Set task: Count the lines in the entries that contain the word "instance". Give only the number.

Collection entries:
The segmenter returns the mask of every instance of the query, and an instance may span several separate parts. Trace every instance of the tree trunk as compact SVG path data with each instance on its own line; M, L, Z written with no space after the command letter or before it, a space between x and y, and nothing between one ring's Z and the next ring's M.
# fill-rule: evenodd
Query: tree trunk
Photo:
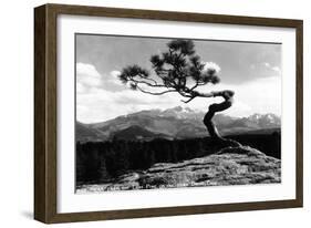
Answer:
M224 138L219 134L215 123L212 122L212 117L215 113L222 112L232 105L234 95L235 93L232 91L222 91L215 93L214 96L222 96L225 101L219 104L215 103L209 105L208 112L204 116L203 121L212 141L215 141L216 143L224 144L226 146L240 146L240 144L236 141Z

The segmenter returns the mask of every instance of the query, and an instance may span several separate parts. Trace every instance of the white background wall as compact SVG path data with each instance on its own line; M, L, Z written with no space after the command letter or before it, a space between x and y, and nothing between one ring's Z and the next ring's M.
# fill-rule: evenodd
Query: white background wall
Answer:
M105 7L297 18L304 20L304 208L53 225L58 227L310 227L311 13L305 0L66 0ZM1 2L0 225L43 227L33 205L33 8L41 0ZM308 225L309 224L309 225Z

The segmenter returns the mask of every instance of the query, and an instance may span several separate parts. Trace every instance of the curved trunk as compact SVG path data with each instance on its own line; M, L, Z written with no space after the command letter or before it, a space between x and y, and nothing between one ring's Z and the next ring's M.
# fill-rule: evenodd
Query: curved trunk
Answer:
M225 99L225 101L219 103L219 104L215 103L215 104L209 105L208 112L204 116L203 122L204 122L210 137L215 142L225 143L225 144L228 144L230 146L240 146L240 144L236 141L231 141L231 139L227 139L227 138L221 137L221 135L219 134L215 123L212 122L212 117L214 117L215 113L222 112L222 111L229 108L232 105L234 95L235 95L235 93L232 91L222 91L222 92L215 93L214 96L222 96Z

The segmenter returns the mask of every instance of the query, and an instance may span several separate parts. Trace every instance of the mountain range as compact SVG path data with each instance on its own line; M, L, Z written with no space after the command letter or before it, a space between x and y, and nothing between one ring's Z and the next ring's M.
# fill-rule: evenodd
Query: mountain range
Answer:
M83 124L76 122L75 136L77 142L206 137L208 133L203 124L204 115L205 112L182 106L164 111L147 110L101 123ZM279 131L281 126L280 117L271 113L253 114L248 117L217 114L212 121L222 135L267 134L267 132Z

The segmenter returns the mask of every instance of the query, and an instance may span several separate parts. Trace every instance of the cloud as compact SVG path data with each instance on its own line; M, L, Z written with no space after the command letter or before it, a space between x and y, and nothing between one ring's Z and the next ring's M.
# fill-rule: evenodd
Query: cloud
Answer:
M214 65L214 63L209 63ZM270 69L269 77L259 77L240 84L206 85L201 92L234 90L235 103L224 114L248 116L253 113L281 113L281 77L276 76L280 71L277 66L262 63L261 68ZM118 71L101 75L91 64L76 64L76 115L77 121L94 123L107 121L120 115L126 115L141 110L169 108L188 106L206 112L211 103L220 103L221 97L197 97L188 104L180 102L178 93L149 95L132 91L117 79ZM273 74L272 74L273 73Z
M86 63L76 63L76 91L85 92L89 87L101 85L101 74L95 66Z
M269 77L269 76L280 76L281 69L278 65L272 65L269 62L261 62L257 64L250 64L250 75L256 75L256 77Z
M205 64L204 65L204 71L215 70L216 73L219 73L220 70L221 70L220 66L217 63L215 63L215 62L205 62L204 64Z

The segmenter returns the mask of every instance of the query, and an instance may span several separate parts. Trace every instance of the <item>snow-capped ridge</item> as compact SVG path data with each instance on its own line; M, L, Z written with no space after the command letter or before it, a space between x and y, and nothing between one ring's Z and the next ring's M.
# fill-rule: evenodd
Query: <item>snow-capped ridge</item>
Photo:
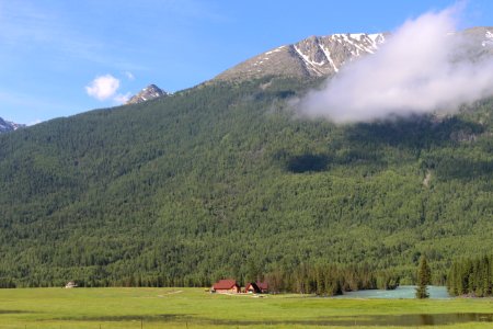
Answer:
M149 84L148 87L144 88L139 93L130 98L128 102L126 102L126 104L138 104L160 97L165 97L168 94L169 94L168 92L163 91L158 86Z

Completed task: 6